(Excerpts from labeled region data)
━━━━━━━━━━━━━━━━━━━━

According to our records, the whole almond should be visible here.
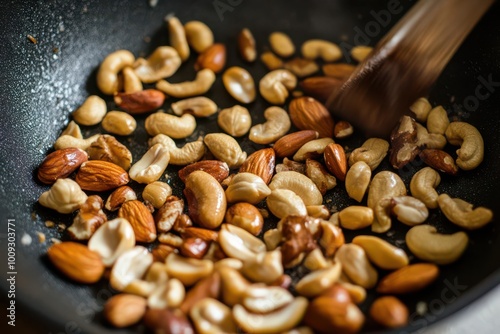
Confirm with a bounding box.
[75,160,130,191]
[37,147,88,184]
[47,241,105,284]
[288,96,335,138]
[115,89,165,115]
[273,130,319,158]
[194,43,226,73]
[377,263,439,294]
[323,143,347,181]
[239,148,276,184]
[118,200,156,242]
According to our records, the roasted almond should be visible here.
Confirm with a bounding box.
[75,160,130,191]
[47,241,105,284]
[115,89,165,115]
[288,97,335,138]
[118,200,156,242]
[273,130,319,158]
[38,147,88,184]
[239,148,276,184]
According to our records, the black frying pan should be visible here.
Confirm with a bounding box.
[0,0,500,333]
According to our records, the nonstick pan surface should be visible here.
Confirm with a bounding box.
[0,0,500,333]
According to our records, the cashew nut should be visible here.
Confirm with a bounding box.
[302,39,342,62]
[156,68,215,98]
[445,122,484,170]
[259,70,297,105]
[144,112,196,139]
[97,50,135,95]
[438,194,493,230]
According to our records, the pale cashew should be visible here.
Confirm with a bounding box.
[345,160,372,202]
[184,21,214,53]
[445,122,484,170]
[203,133,247,168]
[349,138,389,171]
[269,171,323,206]
[144,112,196,139]
[170,96,217,117]
[149,134,205,166]
[217,105,252,137]
[438,194,493,230]
[133,46,181,83]
[302,39,342,62]
[97,50,135,95]
[248,107,292,145]
[156,68,215,98]
[406,225,469,265]
[259,70,297,105]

━━━━━━━━━━━━━━━━━━━━

Reproduce every entry above word for word, omitting the picture from your answer.

According to our records, the whole almond should be visible here.
Confirm with a bounding box.
[75,160,130,191]
[37,147,88,184]
[47,241,105,284]
[288,96,335,138]
[115,89,165,115]
[273,130,319,158]
[194,43,226,73]
[377,263,439,294]
[323,143,347,181]
[239,148,276,184]
[118,200,156,242]
According to our records, the roasted almond should be visible here.
Confirm with a bounding box.
[75,160,130,191]
[47,241,105,284]
[115,89,165,115]
[288,97,335,138]
[118,200,156,242]
[273,130,319,158]
[38,147,88,184]
[239,148,276,184]
According to our records, the black frying pan should be visible here.
Confirm with a bounding box.
[0,0,500,333]
According to our records, the nonstick pan surface should be visible here.
Confirm with a bounding box.
[0,0,500,333]
According to our records, the cashew nut should be visible here.
Confirm with a bounding box.
[302,39,342,62]
[156,68,215,98]
[445,122,484,170]
[259,70,297,105]
[144,112,196,139]
[97,50,135,95]
[438,194,493,230]
According to our records, the pale cashew should be visible here.
Confirm with a bounding box.
[345,160,372,202]
[184,21,214,53]
[445,122,484,170]
[203,133,247,168]
[349,138,389,171]
[269,171,323,206]
[144,112,196,139]
[170,96,217,117]
[149,134,205,166]
[217,105,252,137]
[438,194,493,230]
[133,46,181,83]
[302,39,342,62]
[97,50,135,95]
[248,107,292,145]
[156,68,215,98]
[406,225,469,265]
[259,70,297,105]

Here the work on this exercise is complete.